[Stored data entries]
┏━━
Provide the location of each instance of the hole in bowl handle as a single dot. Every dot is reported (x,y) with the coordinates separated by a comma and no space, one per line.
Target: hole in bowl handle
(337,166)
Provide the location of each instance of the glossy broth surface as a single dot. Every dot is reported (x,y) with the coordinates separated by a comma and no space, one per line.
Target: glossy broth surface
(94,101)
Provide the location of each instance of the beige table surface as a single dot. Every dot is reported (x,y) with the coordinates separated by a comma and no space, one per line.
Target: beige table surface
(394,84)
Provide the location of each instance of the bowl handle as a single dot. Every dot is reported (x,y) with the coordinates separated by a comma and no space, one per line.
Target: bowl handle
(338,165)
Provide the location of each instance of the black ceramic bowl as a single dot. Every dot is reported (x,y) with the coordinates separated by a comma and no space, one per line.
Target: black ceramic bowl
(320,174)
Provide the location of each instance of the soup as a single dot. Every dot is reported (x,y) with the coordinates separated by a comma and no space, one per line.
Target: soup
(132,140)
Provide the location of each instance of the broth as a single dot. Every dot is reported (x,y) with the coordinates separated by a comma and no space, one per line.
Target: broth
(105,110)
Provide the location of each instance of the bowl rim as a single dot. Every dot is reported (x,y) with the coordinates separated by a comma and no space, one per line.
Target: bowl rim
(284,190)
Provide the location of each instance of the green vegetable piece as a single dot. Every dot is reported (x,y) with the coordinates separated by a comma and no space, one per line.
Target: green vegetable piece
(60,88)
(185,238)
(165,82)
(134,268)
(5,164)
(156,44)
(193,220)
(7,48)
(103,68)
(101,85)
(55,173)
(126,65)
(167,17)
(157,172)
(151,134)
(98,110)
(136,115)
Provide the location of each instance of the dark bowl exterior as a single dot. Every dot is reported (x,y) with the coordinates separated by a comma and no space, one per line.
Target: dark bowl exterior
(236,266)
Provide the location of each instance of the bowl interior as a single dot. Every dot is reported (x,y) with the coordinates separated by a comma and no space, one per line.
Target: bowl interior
┗━━
Print, please, the lines above from the very first through the one that holds "Provide the location of each instance of the green", both included, word for word and with nothing else.

Provide the location of each instance of the hole in bowl handle as a single dot. Every dot is reported (x,y) with the coordinates separated by a comma and no space, one per line.
Target: hole in bowl handle
(337,166)
Provide the location of each instance of the glossy broth surface as a single dot. Every dot is reported (x,y) with the coordinates separated by a comma and no space, one per line.
Target: glossy broth surface
(94,101)
Provide the location of each instance of the beige table surface as a single dot. Every dot is reported (x,y) with the coordinates separated by a comma and no space, one per line.
Target: beige table surface
(394,84)
Provide the location of each instance of the bowl handle as a single dot. Every dot is reported (x,y) with the coordinates separated by a comma and no space, one per line.
Target: bowl handle
(338,165)
Provide the location of each instance of the black ceramic bowl as a single dot. Every dot is reported (x,y) with the coordinates separated by a comma and no space, one per line.
Target: black ceramic bowl
(320,174)
Provide the location of each instance of the soup as a single dot. Every dot is reported (x,y) with the coordinates separated by a comma and no space, one per line.
Target: soup
(132,140)
Provide the location of each instance of the broth as a single dot. Every dot is reported (x,y) with the coordinates separated by a comma and no space, one per line.
Target: broth
(105,110)
Provide the location of each instance of the bowl rim as a single dot. Every dot is reported (x,y) with the coordinates separated by a comma and no space, one per line.
Target: bowl rim
(284,190)
Provide the location of each instance of the green vegetable piece as a single dot. Every dot is reported (x,y) with the coordinates separated by a comma and no space, one per line.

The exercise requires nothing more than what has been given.